REQUIRED ACTION
Your answer must be the line holding "Target: man's face" followed by every later line through the end of the entries, exactly as written.

--*--

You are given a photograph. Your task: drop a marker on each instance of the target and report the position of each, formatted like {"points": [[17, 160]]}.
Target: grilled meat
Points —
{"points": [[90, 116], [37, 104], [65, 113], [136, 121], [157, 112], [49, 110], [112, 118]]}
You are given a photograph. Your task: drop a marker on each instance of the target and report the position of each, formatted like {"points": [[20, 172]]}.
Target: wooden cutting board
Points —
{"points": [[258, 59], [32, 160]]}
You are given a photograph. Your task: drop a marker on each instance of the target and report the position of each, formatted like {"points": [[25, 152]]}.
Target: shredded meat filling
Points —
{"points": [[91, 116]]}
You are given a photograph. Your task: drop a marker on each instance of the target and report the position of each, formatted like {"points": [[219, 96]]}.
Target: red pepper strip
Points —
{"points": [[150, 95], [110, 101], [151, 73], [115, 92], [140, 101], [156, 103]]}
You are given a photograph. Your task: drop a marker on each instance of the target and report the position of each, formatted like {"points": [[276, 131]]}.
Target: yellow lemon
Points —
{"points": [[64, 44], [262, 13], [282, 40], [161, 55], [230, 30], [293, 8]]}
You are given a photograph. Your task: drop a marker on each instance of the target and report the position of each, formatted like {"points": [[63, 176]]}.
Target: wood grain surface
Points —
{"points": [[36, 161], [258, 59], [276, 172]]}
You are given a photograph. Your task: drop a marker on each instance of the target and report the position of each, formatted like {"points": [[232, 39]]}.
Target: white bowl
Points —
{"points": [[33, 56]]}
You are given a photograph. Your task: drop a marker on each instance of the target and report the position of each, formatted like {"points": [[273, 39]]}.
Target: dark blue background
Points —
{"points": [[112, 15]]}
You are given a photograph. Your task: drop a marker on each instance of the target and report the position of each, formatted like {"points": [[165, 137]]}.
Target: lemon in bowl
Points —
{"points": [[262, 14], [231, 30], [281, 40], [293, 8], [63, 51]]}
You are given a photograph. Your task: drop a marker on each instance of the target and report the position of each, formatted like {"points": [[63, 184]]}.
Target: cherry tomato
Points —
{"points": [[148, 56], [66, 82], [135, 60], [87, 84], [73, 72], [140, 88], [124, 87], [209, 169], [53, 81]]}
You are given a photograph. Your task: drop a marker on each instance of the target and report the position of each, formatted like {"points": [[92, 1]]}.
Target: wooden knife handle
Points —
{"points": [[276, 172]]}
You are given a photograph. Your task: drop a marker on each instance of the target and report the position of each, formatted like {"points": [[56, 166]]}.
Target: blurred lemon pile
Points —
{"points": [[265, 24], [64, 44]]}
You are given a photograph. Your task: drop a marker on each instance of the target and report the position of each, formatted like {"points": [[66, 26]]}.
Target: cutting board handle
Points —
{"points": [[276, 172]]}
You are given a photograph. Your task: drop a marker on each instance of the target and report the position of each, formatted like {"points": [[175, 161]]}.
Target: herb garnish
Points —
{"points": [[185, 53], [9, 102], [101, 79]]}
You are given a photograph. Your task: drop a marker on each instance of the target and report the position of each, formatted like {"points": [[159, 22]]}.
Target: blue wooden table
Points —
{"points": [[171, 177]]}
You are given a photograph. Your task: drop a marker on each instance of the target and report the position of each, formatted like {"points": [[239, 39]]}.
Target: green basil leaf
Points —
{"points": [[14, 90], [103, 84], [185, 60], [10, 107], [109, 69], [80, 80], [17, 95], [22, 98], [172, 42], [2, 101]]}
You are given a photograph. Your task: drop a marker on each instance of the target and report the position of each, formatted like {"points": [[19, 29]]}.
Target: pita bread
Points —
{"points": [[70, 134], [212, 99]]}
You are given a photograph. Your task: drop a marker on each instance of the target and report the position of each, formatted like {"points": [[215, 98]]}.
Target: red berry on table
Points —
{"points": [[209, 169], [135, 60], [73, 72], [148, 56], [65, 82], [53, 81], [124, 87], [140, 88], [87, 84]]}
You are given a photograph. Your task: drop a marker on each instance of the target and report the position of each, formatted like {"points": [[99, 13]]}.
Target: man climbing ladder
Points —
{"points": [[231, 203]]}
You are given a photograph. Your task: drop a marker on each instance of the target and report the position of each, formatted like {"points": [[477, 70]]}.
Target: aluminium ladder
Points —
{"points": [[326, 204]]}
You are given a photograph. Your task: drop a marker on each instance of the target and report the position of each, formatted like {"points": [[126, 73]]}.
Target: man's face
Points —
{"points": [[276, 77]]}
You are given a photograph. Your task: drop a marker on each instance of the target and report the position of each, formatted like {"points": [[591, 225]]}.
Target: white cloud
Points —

--*--

YOUR RESPONSE
Target: man's face
Points —
{"points": [[276, 77]]}
You are given a photograph. Your task: drop a marker on each instance of the target and report the position of each, formatted like {"points": [[591, 225]]}.
Target: white cloud
Points —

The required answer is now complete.